Task goal –
Reproduce, word for word, every line starting at the line that contains "Please indicate the butterfly in" and ending with the final line of the entries.

** start **

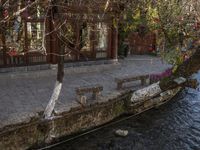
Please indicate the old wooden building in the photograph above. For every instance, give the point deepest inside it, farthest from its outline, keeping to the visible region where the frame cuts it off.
(87, 30)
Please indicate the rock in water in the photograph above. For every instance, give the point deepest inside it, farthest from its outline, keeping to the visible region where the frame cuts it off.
(122, 133)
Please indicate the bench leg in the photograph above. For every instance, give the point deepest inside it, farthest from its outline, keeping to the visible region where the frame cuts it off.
(96, 95)
(119, 86)
(143, 81)
(82, 99)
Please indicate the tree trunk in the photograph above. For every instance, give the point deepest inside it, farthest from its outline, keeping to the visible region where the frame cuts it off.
(58, 86)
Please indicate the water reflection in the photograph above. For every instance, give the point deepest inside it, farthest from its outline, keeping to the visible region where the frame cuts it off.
(173, 126)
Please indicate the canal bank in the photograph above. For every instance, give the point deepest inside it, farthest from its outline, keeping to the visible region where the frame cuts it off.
(71, 119)
(173, 126)
(77, 120)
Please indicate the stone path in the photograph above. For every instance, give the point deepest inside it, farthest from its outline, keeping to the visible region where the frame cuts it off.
(22, 95)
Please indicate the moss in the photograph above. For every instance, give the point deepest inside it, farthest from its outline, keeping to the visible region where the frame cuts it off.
(119, 109)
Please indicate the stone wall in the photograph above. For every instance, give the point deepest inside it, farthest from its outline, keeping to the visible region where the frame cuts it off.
(77, 120)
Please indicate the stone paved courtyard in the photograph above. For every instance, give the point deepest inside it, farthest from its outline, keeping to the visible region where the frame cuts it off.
(24, 94)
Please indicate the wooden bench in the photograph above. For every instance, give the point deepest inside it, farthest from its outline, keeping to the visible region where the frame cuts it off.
(94, 89)
(121, 81)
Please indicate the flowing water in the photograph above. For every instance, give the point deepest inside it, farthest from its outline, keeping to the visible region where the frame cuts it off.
(173, 126)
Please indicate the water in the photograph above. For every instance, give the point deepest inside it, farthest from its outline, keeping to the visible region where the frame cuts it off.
(174, 126)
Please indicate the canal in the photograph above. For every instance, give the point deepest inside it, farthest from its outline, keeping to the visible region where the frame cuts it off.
(173, 126)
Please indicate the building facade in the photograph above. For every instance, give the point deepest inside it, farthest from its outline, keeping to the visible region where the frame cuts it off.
(84, 30)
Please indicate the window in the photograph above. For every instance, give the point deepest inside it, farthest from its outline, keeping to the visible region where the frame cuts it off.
(85, 42)
(101, 40)
(34, 35)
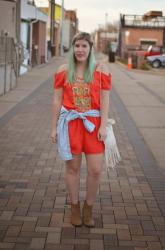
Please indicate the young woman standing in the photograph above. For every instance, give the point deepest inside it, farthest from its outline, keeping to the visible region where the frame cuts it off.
(80, 112)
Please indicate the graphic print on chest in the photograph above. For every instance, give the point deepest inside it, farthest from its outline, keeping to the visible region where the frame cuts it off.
(81, 96)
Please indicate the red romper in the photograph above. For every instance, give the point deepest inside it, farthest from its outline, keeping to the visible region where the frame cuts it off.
(83, 97)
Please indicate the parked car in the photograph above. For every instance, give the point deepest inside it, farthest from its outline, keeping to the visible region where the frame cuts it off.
(151, 51)
(156, 61)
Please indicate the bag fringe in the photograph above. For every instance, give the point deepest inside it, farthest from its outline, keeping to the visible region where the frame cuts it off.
(112, 155)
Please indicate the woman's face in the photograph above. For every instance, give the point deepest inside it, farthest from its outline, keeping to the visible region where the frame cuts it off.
(81, 50)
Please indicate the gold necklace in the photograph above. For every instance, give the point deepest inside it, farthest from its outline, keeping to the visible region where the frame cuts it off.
(79, 79)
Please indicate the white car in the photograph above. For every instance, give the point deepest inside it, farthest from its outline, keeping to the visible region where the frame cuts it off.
(157, 60)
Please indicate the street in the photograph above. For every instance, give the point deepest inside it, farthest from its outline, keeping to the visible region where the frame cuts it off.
(130, 206)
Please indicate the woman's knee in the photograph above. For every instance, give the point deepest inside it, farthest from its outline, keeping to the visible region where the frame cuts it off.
(72, 169)
(95, 172)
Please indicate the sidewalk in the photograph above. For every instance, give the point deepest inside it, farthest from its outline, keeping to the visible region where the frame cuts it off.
(34, 207)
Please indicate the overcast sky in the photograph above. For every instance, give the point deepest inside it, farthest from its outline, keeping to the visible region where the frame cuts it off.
(93, 13)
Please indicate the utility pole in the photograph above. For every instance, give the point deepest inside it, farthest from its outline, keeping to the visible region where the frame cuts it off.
(106, 42)
(62, 27)
(52, 28)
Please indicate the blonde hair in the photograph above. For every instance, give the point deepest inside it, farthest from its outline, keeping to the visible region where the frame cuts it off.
(91, 62)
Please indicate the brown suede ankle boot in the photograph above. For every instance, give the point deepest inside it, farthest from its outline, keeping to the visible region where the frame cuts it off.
(87, 215)
(76, 215)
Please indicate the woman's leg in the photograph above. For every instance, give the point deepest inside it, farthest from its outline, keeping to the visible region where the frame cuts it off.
(72, 181)
(72, 177)
(94, 169)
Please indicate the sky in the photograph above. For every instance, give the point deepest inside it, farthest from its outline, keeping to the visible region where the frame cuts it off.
(93, 14)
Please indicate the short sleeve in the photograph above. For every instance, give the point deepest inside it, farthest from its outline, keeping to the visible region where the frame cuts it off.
(59, 79)
(106, 81)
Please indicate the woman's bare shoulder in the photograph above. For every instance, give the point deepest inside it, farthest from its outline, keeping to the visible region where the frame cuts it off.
(104, 68)
(63, 67)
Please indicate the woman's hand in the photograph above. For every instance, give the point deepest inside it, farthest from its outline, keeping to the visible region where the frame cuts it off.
(54, 135)
(102, 133)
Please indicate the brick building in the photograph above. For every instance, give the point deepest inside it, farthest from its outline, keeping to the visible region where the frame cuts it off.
(138, 32)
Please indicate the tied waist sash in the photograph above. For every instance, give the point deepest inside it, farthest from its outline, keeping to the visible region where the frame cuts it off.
(66, 116)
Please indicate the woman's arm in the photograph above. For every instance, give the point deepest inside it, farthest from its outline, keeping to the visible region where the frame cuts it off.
(57, 103)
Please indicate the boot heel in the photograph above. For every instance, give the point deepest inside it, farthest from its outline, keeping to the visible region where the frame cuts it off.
(76, 215)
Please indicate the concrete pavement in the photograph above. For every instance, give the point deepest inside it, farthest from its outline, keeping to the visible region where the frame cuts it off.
(34, 206)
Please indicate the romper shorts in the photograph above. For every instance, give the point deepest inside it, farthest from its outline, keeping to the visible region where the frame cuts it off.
(83, 141)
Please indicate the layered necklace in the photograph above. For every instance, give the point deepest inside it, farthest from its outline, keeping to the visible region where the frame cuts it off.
(79, 79)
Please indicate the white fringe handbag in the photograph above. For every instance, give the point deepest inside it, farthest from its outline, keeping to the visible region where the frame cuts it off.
(112, 155)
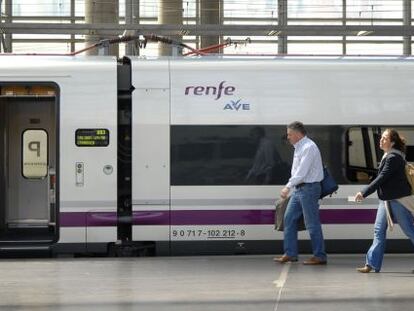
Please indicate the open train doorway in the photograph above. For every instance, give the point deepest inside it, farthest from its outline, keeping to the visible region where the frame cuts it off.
(29, 164)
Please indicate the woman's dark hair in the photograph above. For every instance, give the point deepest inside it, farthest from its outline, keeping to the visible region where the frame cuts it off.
(397, 140)
(297, 126)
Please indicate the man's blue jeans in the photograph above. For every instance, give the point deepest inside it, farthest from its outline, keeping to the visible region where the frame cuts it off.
(304, 200)
(404, 218)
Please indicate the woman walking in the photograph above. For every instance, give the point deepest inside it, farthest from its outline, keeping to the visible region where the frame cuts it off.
(391, 184)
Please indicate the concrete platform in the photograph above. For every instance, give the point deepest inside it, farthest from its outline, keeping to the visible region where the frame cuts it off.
(204, 283)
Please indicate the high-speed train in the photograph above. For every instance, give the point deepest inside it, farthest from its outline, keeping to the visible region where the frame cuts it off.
(187, 156)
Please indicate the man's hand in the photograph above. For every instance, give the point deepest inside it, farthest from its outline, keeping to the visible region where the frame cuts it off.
(284, 193)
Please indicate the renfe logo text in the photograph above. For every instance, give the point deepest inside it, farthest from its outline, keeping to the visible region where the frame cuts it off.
(211, 90)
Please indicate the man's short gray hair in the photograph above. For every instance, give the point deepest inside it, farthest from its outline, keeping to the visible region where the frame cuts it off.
(298, 127)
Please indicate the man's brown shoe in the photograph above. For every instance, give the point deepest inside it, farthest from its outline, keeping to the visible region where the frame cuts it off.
(285, 259)
(315, 261)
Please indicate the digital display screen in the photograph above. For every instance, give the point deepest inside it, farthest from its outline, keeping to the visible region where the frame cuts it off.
(92, 137)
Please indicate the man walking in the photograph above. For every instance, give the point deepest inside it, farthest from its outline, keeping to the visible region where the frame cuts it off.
(304, 183)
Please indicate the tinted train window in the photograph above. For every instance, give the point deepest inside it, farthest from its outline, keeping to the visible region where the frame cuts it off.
(364, 154)
(246, 154)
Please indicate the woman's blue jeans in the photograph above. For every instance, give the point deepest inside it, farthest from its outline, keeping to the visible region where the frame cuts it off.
(404, 218)
(304, 200)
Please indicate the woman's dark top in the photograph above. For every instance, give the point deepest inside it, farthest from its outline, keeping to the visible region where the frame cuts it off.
(391, 182)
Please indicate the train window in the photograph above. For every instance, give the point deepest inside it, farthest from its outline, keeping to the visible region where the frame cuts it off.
(364, 154)
(35, 154)
(245, 154)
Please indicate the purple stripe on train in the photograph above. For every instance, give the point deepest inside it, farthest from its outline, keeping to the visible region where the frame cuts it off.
(209, 217)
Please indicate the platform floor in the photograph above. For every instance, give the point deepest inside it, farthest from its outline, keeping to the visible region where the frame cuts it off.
(204, 283)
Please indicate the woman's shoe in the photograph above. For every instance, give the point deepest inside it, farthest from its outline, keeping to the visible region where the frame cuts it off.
(366, 269)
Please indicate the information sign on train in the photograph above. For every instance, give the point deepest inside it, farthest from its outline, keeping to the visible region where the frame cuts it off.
(92, 137)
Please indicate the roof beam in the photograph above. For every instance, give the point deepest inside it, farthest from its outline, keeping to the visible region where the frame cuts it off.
(200, 30)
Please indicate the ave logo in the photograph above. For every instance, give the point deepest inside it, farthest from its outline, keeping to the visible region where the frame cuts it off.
(236, 105)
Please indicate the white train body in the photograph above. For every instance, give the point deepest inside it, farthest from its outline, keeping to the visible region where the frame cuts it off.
(192, 125)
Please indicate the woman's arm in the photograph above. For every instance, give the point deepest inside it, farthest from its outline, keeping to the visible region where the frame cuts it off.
(391, 165)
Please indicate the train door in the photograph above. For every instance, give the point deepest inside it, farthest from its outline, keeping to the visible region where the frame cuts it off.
(28, 212)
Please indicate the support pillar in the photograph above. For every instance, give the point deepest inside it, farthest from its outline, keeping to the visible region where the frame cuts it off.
(170, 12)
(131, 18)
(210, 14)
(282, 21)
(344, 16)
(9, 18)
(101, 12)
(407, 22)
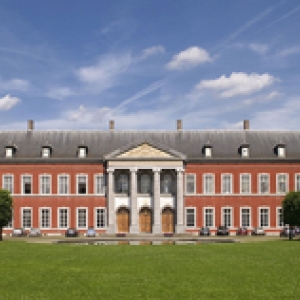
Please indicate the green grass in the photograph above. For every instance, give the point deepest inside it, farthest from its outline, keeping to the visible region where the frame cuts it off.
(266, 270)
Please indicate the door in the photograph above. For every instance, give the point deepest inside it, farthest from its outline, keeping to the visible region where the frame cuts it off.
(123, 220)
(145, 220)
(167, 220)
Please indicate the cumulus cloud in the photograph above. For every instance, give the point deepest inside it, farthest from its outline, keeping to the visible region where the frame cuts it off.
(8, 102)
(189, 58)
(238, 84)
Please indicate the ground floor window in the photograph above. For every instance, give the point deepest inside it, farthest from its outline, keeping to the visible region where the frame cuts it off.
(190, 217)
(26, 218)
(100, 217)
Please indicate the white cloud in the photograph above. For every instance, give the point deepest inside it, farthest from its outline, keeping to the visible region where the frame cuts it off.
(238, 84)
(189, 58)
(8, 102)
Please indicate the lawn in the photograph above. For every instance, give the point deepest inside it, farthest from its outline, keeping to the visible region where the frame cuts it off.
(266, 270)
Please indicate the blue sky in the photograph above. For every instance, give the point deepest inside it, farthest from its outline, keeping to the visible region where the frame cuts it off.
(145, 64)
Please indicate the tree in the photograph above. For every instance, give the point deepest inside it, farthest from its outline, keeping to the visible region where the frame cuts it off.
(291, 210)
(6, 206)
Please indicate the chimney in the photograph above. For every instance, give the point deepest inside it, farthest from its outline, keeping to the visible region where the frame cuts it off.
(246, 125)
(111, 125)
(30, 125)
(179, 125)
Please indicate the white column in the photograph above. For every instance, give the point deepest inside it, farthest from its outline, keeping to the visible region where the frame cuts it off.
(134, 224)
(111, 228)
(179, 202)
(156, 200)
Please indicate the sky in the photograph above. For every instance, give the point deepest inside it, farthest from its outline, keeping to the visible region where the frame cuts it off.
(75, 65)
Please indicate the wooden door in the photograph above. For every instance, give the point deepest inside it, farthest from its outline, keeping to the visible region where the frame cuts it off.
(145, 220)
(167, 220)
(123, 220)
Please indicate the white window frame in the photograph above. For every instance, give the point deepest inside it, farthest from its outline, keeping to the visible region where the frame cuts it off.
(68, 217)
(205, 176)
(22, 215)
(191, 175)
(41, 217)
(250, 216)
(241, 185)
(86, 217)
(12, 182)
(259, 216)
(213, 216)
(259, 183)
(231, 216)
(195, 217)
(95, 217)
(41, 184)
(23, 186)
(286, 183)
(58, 183)
(231, 183)
(86, 182)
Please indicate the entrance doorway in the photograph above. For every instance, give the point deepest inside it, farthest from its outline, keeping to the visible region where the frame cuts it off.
(167, 220)
(145, 220)
(123, 220)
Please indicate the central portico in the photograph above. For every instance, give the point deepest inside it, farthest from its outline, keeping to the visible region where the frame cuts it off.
(145, 189)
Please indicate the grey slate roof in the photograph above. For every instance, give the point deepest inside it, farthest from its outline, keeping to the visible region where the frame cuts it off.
(225, 144)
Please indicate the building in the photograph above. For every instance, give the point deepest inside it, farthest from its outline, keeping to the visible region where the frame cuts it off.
(148, 181)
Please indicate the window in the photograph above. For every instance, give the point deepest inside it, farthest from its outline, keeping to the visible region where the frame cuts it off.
(26, 218)
(63, 217)
(27, 184)
(45, 218)
(245, 217)
(226, 184)
(100, 218)
(63, 184)
(209, 217)
(8, 183)
(264, 217)
(45, 184)
(81, 217)
(245, 184)
(190, 183)
(227, 217)
(209, 183)
(99, 184)
(81, 184)
(190, 217)
(264, 183)
(281, 183)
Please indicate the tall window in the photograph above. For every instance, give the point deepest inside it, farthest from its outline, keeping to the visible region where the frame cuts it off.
(226, 184)
(100, 218)
(190, 183)
(99, 184)
(81, 184)
(190, 217)
(8, 183)
(264, 217)
(227, 217)
(81, 217)
(45, 184)
(264, 183)
(63, 217)
(26, 218)
(281, 183)
(245, 217)
(208, 217)
(45, 218)
(209, 183)
(63, 184)
(26, 184)
(245, 185)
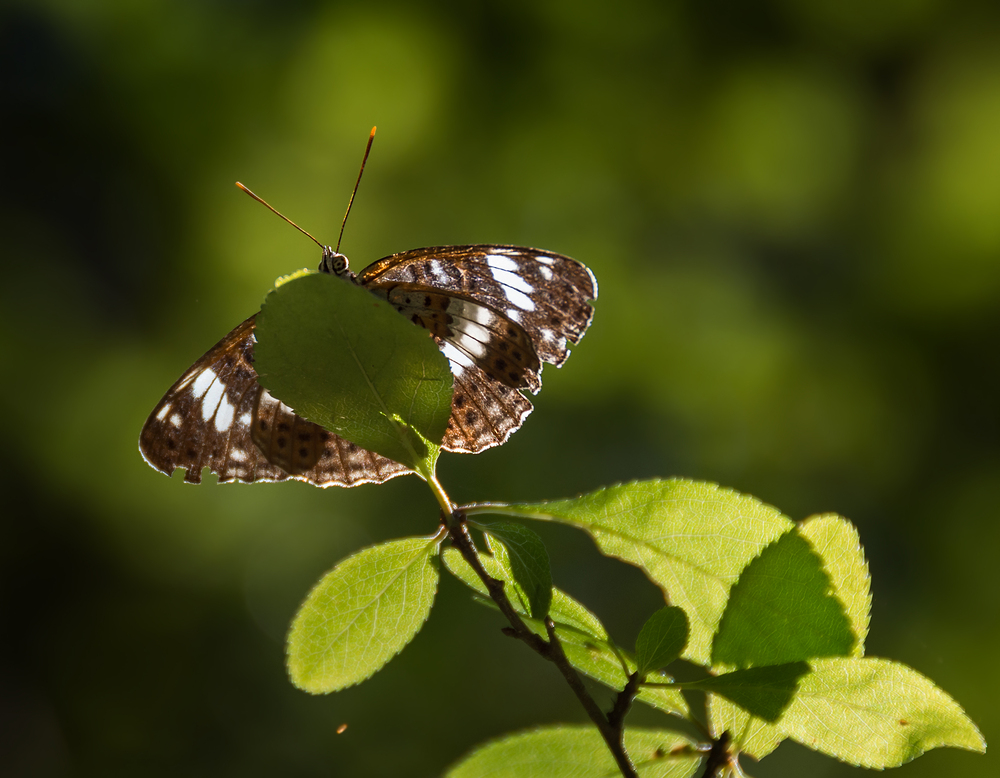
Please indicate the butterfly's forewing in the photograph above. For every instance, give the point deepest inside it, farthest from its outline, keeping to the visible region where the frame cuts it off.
(218, 416)
(497, 313)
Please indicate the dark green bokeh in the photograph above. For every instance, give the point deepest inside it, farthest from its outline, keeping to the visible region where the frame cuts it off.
(793, 211)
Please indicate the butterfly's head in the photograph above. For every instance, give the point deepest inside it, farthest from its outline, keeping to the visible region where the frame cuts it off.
(334, 263)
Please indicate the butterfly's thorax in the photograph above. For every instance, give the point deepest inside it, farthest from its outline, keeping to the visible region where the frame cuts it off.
(336, 264)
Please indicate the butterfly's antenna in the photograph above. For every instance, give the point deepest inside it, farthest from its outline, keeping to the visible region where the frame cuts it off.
(350, 202)
(274, 210)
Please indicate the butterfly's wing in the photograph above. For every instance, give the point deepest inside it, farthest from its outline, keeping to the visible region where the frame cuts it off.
(497, 312)
(218, 416)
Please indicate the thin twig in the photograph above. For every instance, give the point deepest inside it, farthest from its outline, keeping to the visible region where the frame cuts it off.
(551, 649)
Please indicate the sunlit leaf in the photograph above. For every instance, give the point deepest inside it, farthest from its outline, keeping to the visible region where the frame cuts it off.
(661, 639)
(346, 360)
(782, 609)
(578, 752)
(521, 552)
(584, 640)
(362, 613)
(692, 539)
(836, 540)
(865, 711)
(875, 713)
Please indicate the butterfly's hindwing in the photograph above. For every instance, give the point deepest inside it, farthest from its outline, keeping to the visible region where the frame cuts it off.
(497, 312)
(218, 416)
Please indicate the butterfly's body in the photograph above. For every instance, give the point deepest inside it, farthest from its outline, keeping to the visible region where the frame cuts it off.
(497, 312)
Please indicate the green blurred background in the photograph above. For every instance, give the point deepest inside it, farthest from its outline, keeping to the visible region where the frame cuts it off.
(793, 211)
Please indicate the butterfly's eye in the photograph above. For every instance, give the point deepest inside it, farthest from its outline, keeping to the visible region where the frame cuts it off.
(333, 262)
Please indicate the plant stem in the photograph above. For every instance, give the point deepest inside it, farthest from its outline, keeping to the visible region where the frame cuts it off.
(551, 650)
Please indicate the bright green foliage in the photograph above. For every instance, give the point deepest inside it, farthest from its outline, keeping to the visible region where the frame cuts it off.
(584, 639)
(578, 752)
(765, 692)
(661, 639)
(875, 713)
(692, 539)
(865, 711)
(836, 541)
(346, 360)
(522, 555)
(782, 610)
(362, 613)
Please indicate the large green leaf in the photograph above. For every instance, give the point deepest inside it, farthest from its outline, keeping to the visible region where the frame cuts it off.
(836, 541)
(578, 752)
(875, 713)
(346, 360)
(865, 711)
(362, 613)
(584, 640)
(692, 539)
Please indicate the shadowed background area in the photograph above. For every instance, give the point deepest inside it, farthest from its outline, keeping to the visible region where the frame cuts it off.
(793, 211)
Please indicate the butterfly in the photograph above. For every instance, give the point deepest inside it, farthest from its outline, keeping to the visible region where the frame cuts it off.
(496, 312)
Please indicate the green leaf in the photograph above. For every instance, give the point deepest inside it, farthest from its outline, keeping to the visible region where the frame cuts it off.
(875, 713)
(868, 712)
(782, 610)
(362, 613)
(692, 539)
(661, 639)
(836, 540)
(578, 752)
(521, 553)
(584, 640)
(765, 692)
(755, 736)
(346, 360)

** end **

Written solution –
Please indicate the butterfly in the photograph above. For every instance, give the point deepest inside it, farthest from its outline, keeping to the visible region where the frame cuts it off.
(496, 312)
Please indicate the green leaf in the photograph above. For every instance, give the point deepest inside it, farthest from its outline, keeping to the visible region where the frame cuts it off.
(875, 713)
(868, 712)
(782, 610)
(362, 613)
(692, 539)
(661, 639)
(836, 540)
(578, 752)
(521, 553)
(584, 640)
(765, 692)
(755, 736)
(346, 360)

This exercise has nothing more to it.